Avunque si vendevano bottiglie d'acqua riempite di liquido rosso che io pensavo essere una bevanda ed invece era benzina e frutta fresca.
Ad uno di questi villaggi ci siamo fermati e Bilali ha comprato anas, banane e manghi.
A mezzogiorno ci siamo fermati nel cortile di una scuola (tutte dipinte di blu in Tanzania) in quel momento deserta per le vacanze di Natale ed abbiamo pranzato con ali di pollo e la frutta comprata.
In questa occasione ho scoperto il vero gusto dell'ananas.
Io ero già un grande fan dell'anans, ma quegli ananas... quegli ananas erano divini: dolci, gustosi, succosi, morbidi nella consistenza. Per tutto il viaggio mi sono ingozzato di Anana; Bilali li tagliava a fette col machete e poi li appoggiava sul cofano della macchina... cosa che mi faceva sentire molto avventuriero. Mi risulta impossibile descriverne il gusto, posso solo dire che quelli che si comprano dal migliore fruttivendolo italiano non sono che una pallida imitazione di quelli che ho gustato durante tutto il viaggio.

→ **Materiale**

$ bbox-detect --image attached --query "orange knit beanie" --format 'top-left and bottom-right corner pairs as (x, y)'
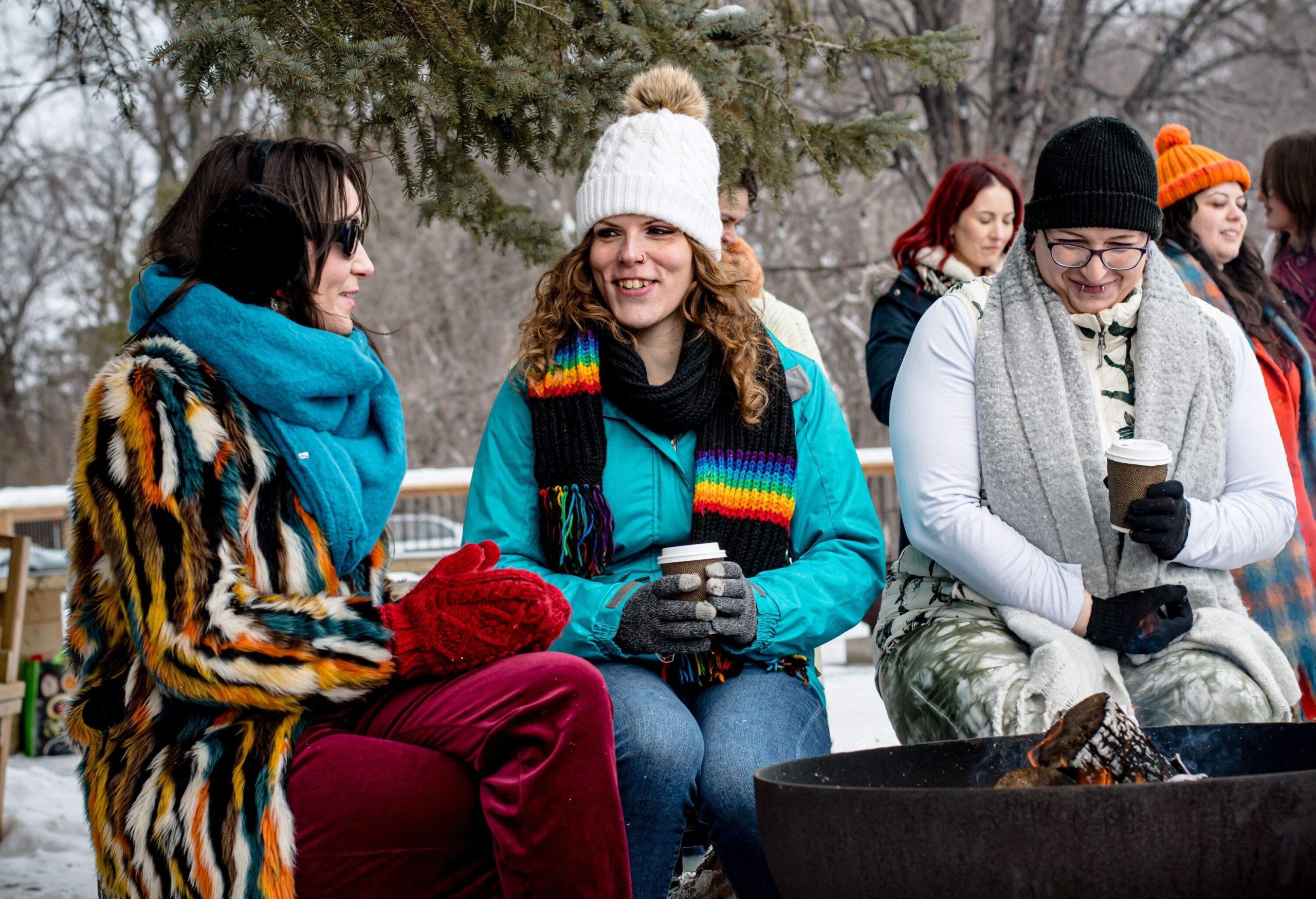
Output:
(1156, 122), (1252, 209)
...
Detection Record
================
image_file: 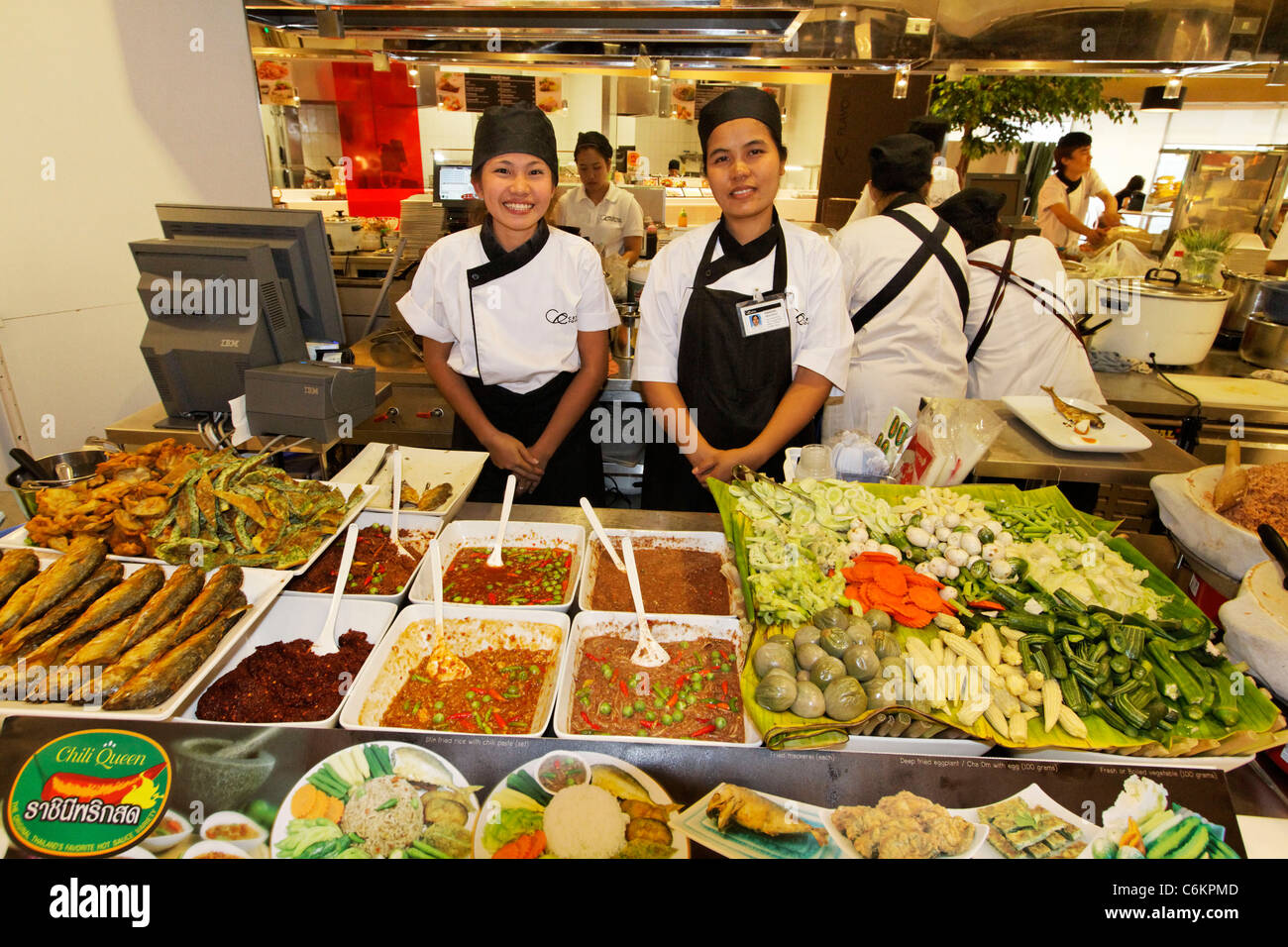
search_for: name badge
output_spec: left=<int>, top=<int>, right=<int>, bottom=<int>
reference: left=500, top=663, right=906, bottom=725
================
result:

→ **Consegna**
Nel brano sul viaggio in Tanzania, riscrivi il passo che comincia con "Io ero già un" e prosegue fino a "tutto il viaggio.", sostituendo "machete" con "coltello". Le voci non hanno alcun legame con il brano.

→ **Soluzione**
Io ero già un grande fan dell'anans, ma quegli ananas... quegli ananas erano divini: dolci, gustosi, succosi, morbidi nella consistenza. Per tutto il viaggio mi sono ingozzato di Anana; Bilali li tagliava a fette col coltello e poi li appoggiava sul cofano della macchina... cosa che mi faceva sentire molto avventuriero. Mi risulta impossibile descriverne il gusto, posso solo dire che quelli che si comprano dal migliore fruttivendolo italiano non sono che una pallida imitazione di quelli che ho gustato durante tutto il viaggio.